* **DOCUMENT TEXT**:
+ + + + + + +
Meanwhile, Garamendi is running in the 10th Congressional District to replace Ellen Tauscher, who was appointed by President Obama as undersecretary for arms control in the State Department. After Tauscher is confirmed in her new job, Schwarzenegger will call a special election to fill the seat. Schwarzenegger also can appoint Garamendi's successor, if Garamendi wins the election and heads to Congress.
For 71 years, the State Lands Commission has had jurisdiction over California's offshore oil leasing. On Jan. 29, the commission rejected PXP's plan, known as the Tranquillon Ridge project, in a 2-to-1 vote. The commission's two Democrats, Garamendi and Controller John Chiang, opposed the project. The third member, representing Finance Director Mike Genest, a Schwarzenegger appointee, voted in favor.
"This project is good for California," Tom Sheehy, a ranking official of the Finance Department, said at a later hearing. Sheehy was the sole vote in favor of the plan.
+ + + + + + +
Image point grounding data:
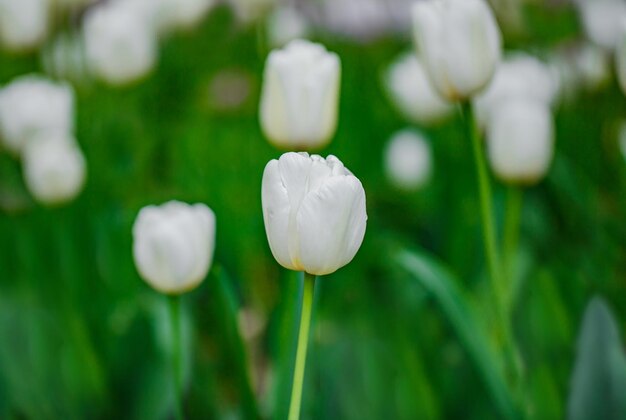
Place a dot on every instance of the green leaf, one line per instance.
(443, 286)
(598, 387)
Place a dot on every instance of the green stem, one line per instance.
(174, 306)
(303, 341)
(512, 219)
(488, 224)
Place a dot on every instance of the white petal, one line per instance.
(331, 222)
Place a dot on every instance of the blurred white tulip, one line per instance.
(411, 91)
(602, 20)
(120, 45)
(24, 24)
(300, 96)
(520, 138)
(32, 104)
(459, 42)
(285, 24)
(314, 212)
(518, 76)
(64, 58)
(408, 160)
(54, 167)
(173, 245)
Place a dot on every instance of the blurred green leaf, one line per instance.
(443, 286)
(598, 388)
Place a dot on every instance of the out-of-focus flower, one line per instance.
(602, 20)
(173, 245)
(64, 58)
(285, 24)
(54, 167)
(314, 212)
(32, 104)
(23, 23)
(120, 46)
(518, 76)
(300, 96)
(520, 138)
(408, 160)
(459, 42)
(248, 11)
(412, 93)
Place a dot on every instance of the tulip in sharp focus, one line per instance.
(412, 92)
(32, 104)
(300, 96)
(314, 212)
(408, 160)
(173, 245)
(520, 138)
(23, 23)
(459, 41)
(54, 168)
(120, 46)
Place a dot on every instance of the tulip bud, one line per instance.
(459, 41)
(519, 76)
(32, 104)
(54, 168)
(602, 21)
(520, 137)
(23, 23)
(314, 212)
(408, 160)
(411, 90)
(120, 46)
(300, 97)
(173, 245)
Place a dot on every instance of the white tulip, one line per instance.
(518, 76)
(412, 92)
(24, 24)
(602, 21)
(285, 24)
(32, 104)
(520, 138)
(120, 46)
(459, 41)
(173, 245)
(300, 96)
(314, 212)
(408, 160)
(54, 167)
(65, 58)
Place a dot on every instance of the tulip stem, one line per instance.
(303, 342)
(174, 306)
(512, 219)
(488, 225)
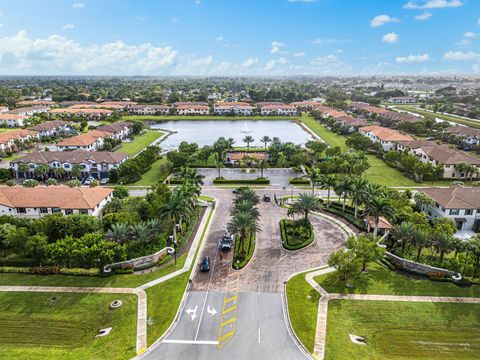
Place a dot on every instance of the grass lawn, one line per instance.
(203, 118)
(163, 302)
(127, 280)
(382, 281)
(139, 143)
(158, 172)
(452, 118)
(302, 302)
(400, 330)
(34, 327)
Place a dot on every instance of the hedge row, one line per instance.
(257, 181)
(285, 243)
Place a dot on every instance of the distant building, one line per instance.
(39, 201)
(92, 163)
(388, 138)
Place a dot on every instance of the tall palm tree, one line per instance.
(327, 182)
(378, 206)
(314, 175)
(403, 233)
(305, 204)
(248, 140)
(265, 139)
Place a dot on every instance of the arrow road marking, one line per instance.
(192, 312)
(211, 311)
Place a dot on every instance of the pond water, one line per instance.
(206, 132)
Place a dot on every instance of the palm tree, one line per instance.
(378, 206)
(357, 192)
(403, 233)
(118, 233)
(305, 204)
(265, 139)
(420, 240)
(327, 182)
(248, 140)
(314, 175)
(343, 188)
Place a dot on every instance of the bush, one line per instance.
(257, 181)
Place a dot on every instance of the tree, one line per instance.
(346, 263)
(248, 140)
(265, 140)
(305, 204)
(365, 248)
(327, 182)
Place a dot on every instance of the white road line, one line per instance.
(193, 342)
(201, 315)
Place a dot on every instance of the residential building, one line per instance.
(388, 138)
(435, 154)
(193, 110)
(403, 100)
(90, 141)
(460, 204)
(52, 128)
(119, 130)
(149, 109)
(39, 201)
(278, 109)
(91, 163)
(8, 139)
(30, 111)
(12, 120)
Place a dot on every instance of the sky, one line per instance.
(239, 37)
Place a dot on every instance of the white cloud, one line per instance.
(461, 56)
(390, 38)
(412, 58)
(434, 4)
(380, 20)
(20, 54)
(68, 27)
(426, 15)
(248, 63)
(276, 45)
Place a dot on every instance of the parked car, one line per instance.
(205, 266)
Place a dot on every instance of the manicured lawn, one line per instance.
(35, 327)
(302, 302)
(382, 281)
(163, 302)
(128, 280)
(139, 143)
(158, 172)
(203, 117)
(452, 118)
(401, 330)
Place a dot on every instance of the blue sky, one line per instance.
(232, 37)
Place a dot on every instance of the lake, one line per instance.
(206, 132)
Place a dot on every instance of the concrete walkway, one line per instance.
(321, 332)
(141, 343)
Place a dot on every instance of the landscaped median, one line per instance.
(296, 234)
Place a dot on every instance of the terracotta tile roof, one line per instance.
(49, 125)
(455, 197)
(441, 153)
(61, 196)
(84, 139)
(73, 157)
(16, 134)
(386, 134)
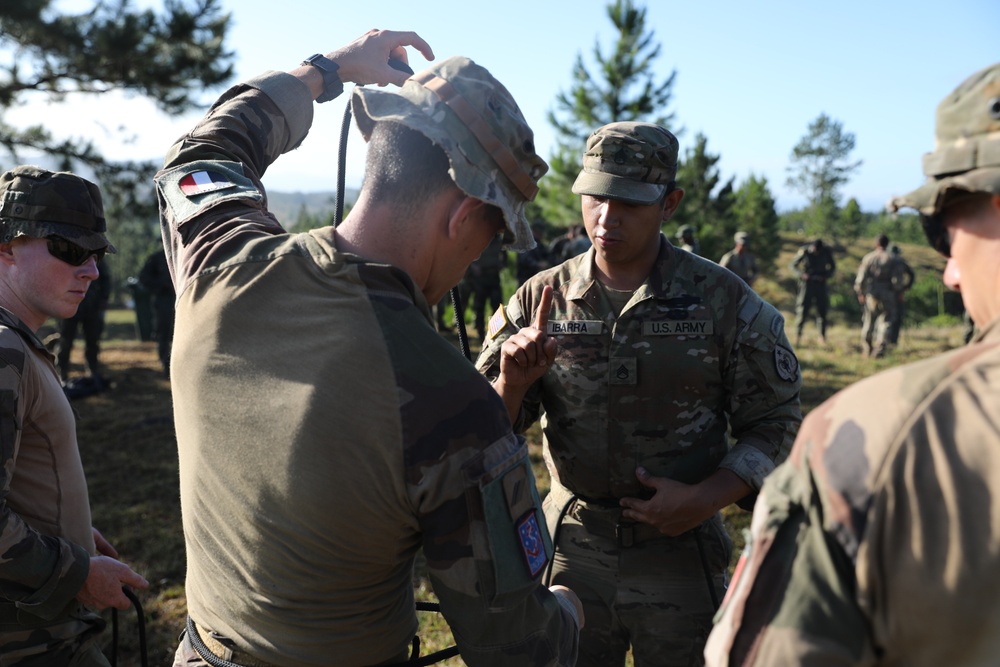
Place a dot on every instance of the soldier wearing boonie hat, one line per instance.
+ + + + + + +
* **WORK REQUEST A**:
Condense the paragraph of the excerpt on Garamendi and offshore oil leasing that begins "For 71 years" into a short bulleted list, keeping its key facts.
* **WORK REQUEST B**:
Carry on the excerpt on Garamendi and offshore oil leasing, starting after its final sentence.
The records stand apart from the excerpt on Garamendi and offshore oil leasing.

* **TASK RESULT A**:
- The State Lands Commission has overseen California's offshore oil leasing for 71 years.
- On Jan. 29, it rejected PXP's Tranquillon Ridge project by a 2-to-1 vote.
- Democrats Garamendi and Controller John Chiang voted against it.
- The third member, representing Schwarzenegger appointee Finance Director Mike Genest, voted for it.

* **TASK RESULT B**:
The commission, and a review by the state attorney general, noted that key provisions of the agreement were not enforceable.
"They, the commission's staff and the attorney general, concluded that the purported benefits could not be enforced or guaranteed, and on that basis they denied it," said Jordan, executive director of the Coastal Protection Network.
If the lease had been approved, it would have marked the first new state oil-drilling lease in 40 years. The ban on leasing followed the 1969 spill off the Santa Barbara coast, which caused extensive environmental damage and remains a defining moment in the area's environmental history.
But the Commission's decision did not end the debate.
The new language before the conference committee says "it is in the public interest to reconsider applications from operators with existing offshore drilling platforms on federal lands…the provisions of this act are necessary for the promotion of the public interest and are of statewide concern," according to a version drafted by the Legislative Counsel's office and provided by the administration.
Nearly three dozen environmental groups wrote the governor and legislative leaders in opposition to the proposal. The groups said it "threatens to unravel" the existing system of environmental review and independent boards and commissions. U.S. Sen. Barbara Boxer, a Democrat, also opposes Tranquillon Ridge, as do lawmakers in the state Senate and Assembly representing coastal districts.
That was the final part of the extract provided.